__INFORMATION SHOWN__:
════════════════
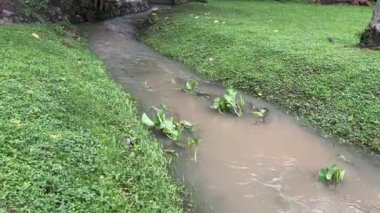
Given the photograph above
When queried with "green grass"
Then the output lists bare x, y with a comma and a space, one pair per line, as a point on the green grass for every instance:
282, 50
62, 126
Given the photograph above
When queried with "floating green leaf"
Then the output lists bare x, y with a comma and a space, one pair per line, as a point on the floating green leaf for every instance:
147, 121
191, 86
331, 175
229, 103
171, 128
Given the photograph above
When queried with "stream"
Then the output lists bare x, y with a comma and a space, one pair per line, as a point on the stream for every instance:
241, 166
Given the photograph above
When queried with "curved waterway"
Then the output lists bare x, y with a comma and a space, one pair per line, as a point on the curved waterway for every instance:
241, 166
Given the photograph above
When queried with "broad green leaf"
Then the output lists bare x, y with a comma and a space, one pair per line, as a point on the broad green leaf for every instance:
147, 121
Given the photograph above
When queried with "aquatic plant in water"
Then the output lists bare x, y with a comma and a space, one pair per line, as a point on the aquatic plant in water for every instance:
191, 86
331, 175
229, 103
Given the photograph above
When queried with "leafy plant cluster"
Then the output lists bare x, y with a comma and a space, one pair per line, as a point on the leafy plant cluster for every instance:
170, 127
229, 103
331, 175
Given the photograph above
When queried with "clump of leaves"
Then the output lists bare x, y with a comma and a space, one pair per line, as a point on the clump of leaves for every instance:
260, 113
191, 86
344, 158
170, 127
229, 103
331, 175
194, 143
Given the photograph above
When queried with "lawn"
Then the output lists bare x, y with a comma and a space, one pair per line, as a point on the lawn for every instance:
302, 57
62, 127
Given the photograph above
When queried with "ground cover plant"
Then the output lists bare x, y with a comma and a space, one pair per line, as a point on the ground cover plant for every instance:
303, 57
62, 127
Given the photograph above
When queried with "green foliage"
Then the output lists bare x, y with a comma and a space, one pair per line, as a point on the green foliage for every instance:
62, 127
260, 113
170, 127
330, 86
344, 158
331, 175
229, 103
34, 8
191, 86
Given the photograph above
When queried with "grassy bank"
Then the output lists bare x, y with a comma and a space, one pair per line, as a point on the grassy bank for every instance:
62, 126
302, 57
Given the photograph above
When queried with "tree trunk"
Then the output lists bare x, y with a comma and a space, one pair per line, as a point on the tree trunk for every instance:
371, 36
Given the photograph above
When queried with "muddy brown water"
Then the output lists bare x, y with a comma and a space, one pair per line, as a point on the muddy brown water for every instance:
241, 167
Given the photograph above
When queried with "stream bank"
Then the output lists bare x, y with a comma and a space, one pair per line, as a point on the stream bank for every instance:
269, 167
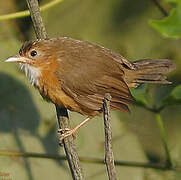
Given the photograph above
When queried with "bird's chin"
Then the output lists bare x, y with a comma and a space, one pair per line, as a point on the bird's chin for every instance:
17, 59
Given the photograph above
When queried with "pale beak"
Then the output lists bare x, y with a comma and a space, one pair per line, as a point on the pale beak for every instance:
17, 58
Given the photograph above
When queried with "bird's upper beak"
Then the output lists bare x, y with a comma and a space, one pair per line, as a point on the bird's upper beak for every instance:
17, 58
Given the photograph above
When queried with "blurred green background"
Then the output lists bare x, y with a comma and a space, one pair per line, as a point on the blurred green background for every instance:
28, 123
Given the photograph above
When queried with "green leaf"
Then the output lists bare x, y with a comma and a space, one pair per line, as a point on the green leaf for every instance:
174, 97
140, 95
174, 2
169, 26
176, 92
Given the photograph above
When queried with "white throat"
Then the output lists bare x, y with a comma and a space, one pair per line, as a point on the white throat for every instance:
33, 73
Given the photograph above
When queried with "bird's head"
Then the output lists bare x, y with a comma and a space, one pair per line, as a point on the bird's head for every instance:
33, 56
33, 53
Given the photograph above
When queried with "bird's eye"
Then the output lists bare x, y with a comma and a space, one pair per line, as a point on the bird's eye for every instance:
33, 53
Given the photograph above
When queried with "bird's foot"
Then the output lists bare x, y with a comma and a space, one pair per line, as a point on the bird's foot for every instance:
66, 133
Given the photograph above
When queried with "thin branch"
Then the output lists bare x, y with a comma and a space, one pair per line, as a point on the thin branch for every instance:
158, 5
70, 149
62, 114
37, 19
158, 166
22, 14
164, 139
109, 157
════════════════
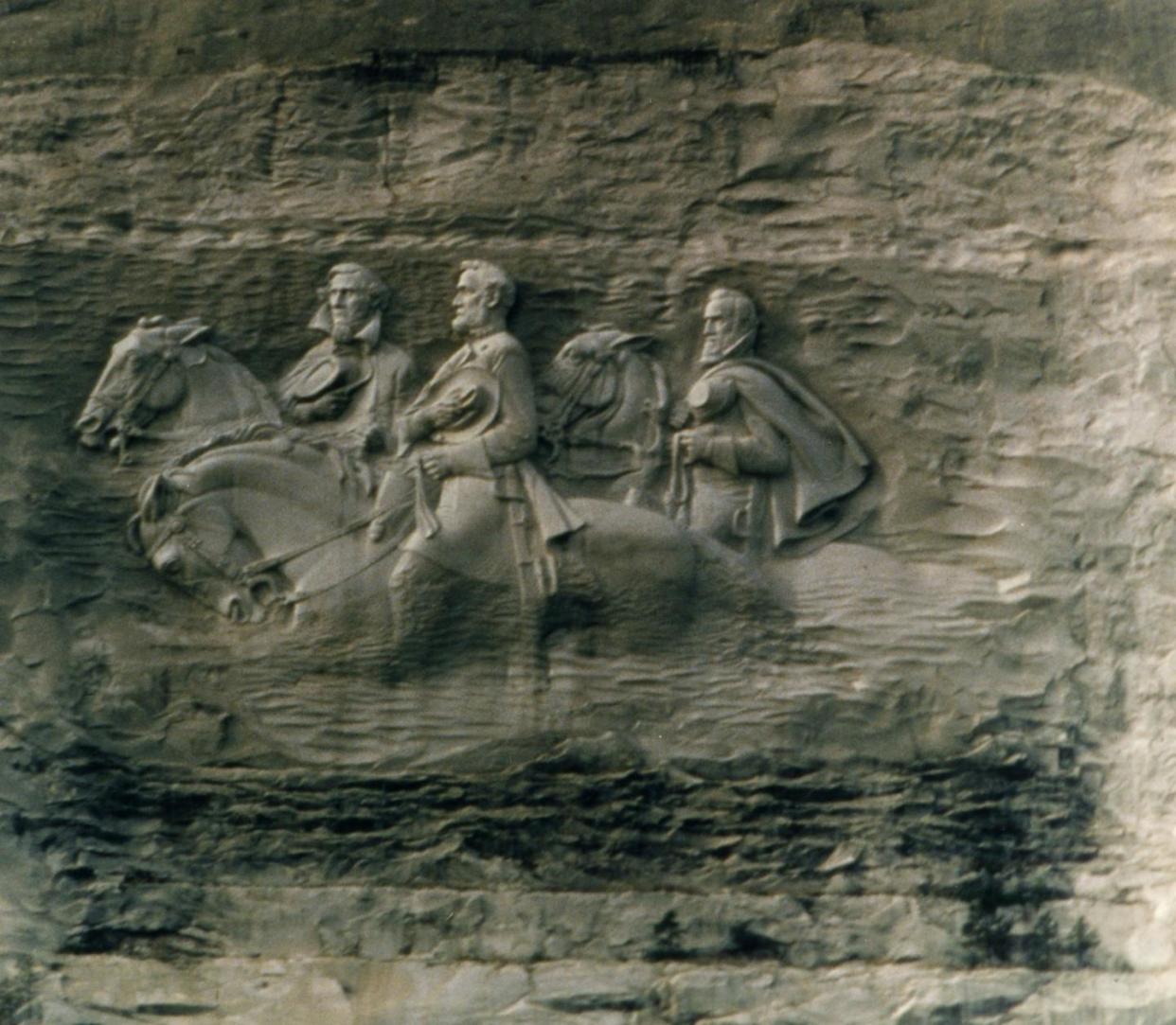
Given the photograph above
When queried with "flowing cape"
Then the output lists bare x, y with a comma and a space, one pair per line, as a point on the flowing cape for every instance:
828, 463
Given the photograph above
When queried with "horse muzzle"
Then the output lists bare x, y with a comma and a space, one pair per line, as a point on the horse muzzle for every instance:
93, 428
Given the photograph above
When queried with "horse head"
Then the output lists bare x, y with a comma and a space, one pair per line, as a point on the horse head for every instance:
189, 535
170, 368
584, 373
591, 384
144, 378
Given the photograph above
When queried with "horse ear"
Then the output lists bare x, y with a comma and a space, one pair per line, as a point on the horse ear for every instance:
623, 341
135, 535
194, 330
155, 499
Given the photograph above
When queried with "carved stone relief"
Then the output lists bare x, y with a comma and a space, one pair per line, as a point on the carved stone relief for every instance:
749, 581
════════════════
__BRIEF__: Gather every line in the data above that contains the string "tree", and copy each of those lines in full.

__EXERCISE RESPONSE__:
When queried with "tree trunk"
Then the output lists bare x, y with a comma and a space, one pair per line, as a point on the tree trunk for every instance:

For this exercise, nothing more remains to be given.